• _Required actions_:
1) Copy the part of the sarcasm-detection notebook that begins at the words "A custom PyTorch" and stops after the words "sentence = str(self.sentences[item])".
2) Rewrite the block in the sarcasm-detection notebook that begins "# Splitting the dataset into training, validation, and testing sets" as a short list, keeping its main facts.
3) Continue writing the sarcasm-detection notebook from the point where it stops.

• _Source document_:

In [30]:
import pandas as pd

# Load the dataset
file_path = "../datasets/combined.parquet"
data = pd.read_parquet(file_path)

# Display the first few rows of the dataset for a quick overview
data.head()

Unnamed: 0,sentence,is_sarcastic
0,thirtysomething scientists unveil doomsday clo...,1.0
1,dem rep. totally nails why congress is falling...,0.0
2,eat your veggies: 9 deliciously different recipes,0.0
3,inclement weather prevents liar from getting t...,1.0
4,mother comes pretty close to using word 'strea...,1.0


In [31]:
# Checking for any null values in the dataset
null_check = data.isnull().sum()

# Checking the distribution of the 'is_sarcastic' column
label_distribution = data["is_sarcastic"].value_counts(normalize=True)

null_check, label_distribution

(sentence        0
 is_sarcastic    0
 dtype: int64,
 is_sarcastic
 0.0    0.521391
 1.0    0.478609
 Name: proportion, dtype: float64)

In [32]:
import re
from sklearn.model_selection import train_test_split

# Data cleaning: removing special characters and escape sequences from the sentences
data["sentence"] = data["sentence"].apply(lambda x: re.sub(r"[\n\r\t]+", " ", x))

# Splitting the dataset into training, validation, and testing sets
train_data, test_data = train_test_split(data, test_size=0.3, random_state=42)
val_data, test_data = train_test_split(test_data, test_size=0.5, random_state=42)

# Showing the size of each split
train_size, val_size, test_size = len(train_data), len(val_data), len(test_data)
train_size, val_size, test_size

(28322, 6069, 6070)

In [33]:
from transformers import BertTokenizer
from torch.utils.data import Dataset, DataLoader
import torch

# Initialize the BERT tokenizer
tokenizer = BertTokenizer.from_pretrained("bert-base-uncased")


class SarcasticSentencesDataset(Dataset):
    """
    A custom PyTorch Dataset for the sarcastic sentences dataset.
    """

    def __init__(self, sentences, labels, tokenizer, max_len):
        self.sentences = sentences
        self.labels = labels
        self.tokenizer = tokenizer
        self.max_len = max_len

    def __len__(self):
        return len(self.sentences)

    def __getitem__(self, item):
        sentence = str(self.sentences[item])

• _Data excerpt_:
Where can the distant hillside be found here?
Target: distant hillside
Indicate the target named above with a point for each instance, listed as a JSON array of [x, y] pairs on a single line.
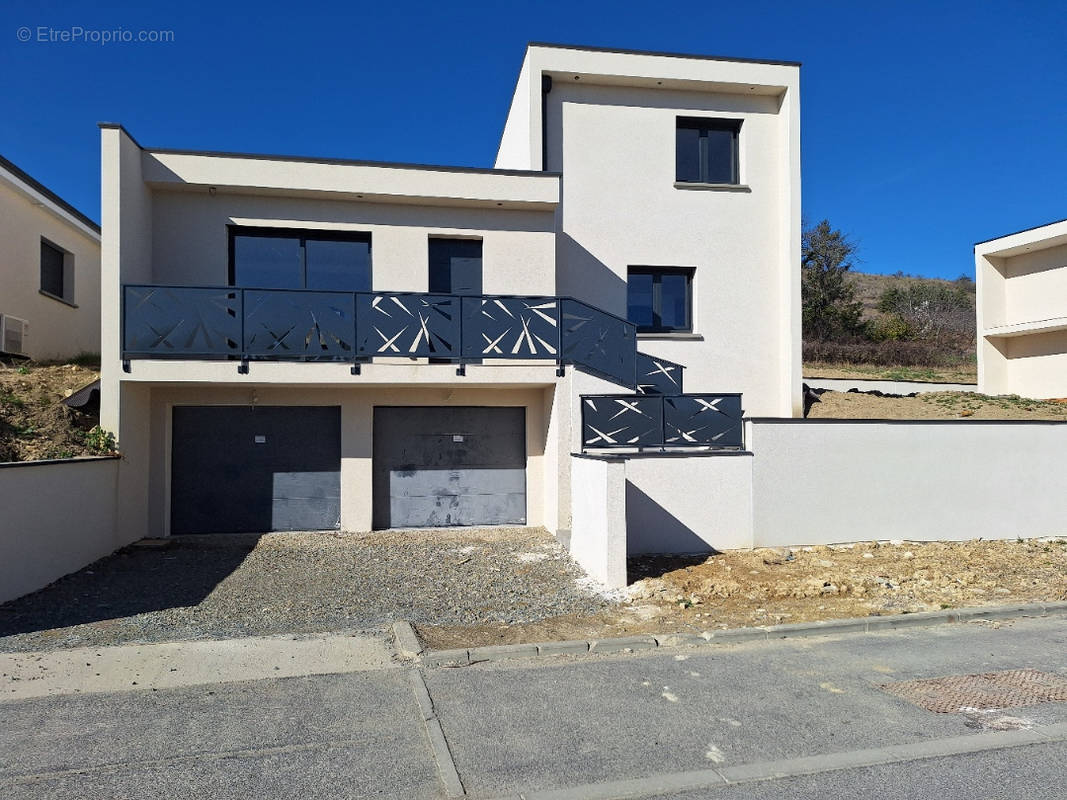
[[871, 287]]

• _Responses per task_:
1)
A custom PyTorch Dataset for the sarcastic sentences dataset.
    """

    def __init__(self, sentences, labels, tokenizer, max_len):
        self.sentences = sentences
        self.labels = labels
        self.tokenizer = tokenizer
        self.max_len = max_len

    def __len__(self):
        return len(self.sentences)

    def __getitem__(self, item):
        sentence = str(self.sentences[item])

2)
- The data is split first: 30% goes to test_data and the rest to train_data, with random_state=42.
- test_data is then split in half into val_data and test_data, with test_size=0.5 and random_state=42.

3)
        label = self.labels[item]

        # Encoding the sentences using the tokenizer
        encoding = self.tokenizer.encode_plus(
            sentence,
            add_special_tokens=True,  # Add '[CLS]' and '[SEP]'
            max_length=self.max_len,
            return_token_type_ids=False,
            padding="max_length",
            return_attention_mask=True,
            return_tensors="pt",  # Return PyTorch tensors
            truncation=True,
        )

        return {
            "sentence": sentence,
            "input_ids": encoding["input_ids"].flatten(),
            "attention_mask": encoding["attention_mask"].flatten(),
            "labels": torch.tensor(label, dtype=torch.long),
        }


# Constants
MAX_LEN = 128  # Maximum length of the tokens list
BATCH_SIZE = 16

# Creating instances of the SarcasticSentencesDataset
train_dataset = SarcasticSentencesDataset(
    train_data["sentence"].to_numpy(),
    train_data["is_sarcastic"].to_numpy(),
    tokenizer,
    MAX_LEN,
)

val_dataset = SarcasticSentencesDataset(
    val_data["sentence"].to_numpy(),
    val_data["is_sarcastic"].to_numpy(),
    tokenizer,
    MAX_LEN,
)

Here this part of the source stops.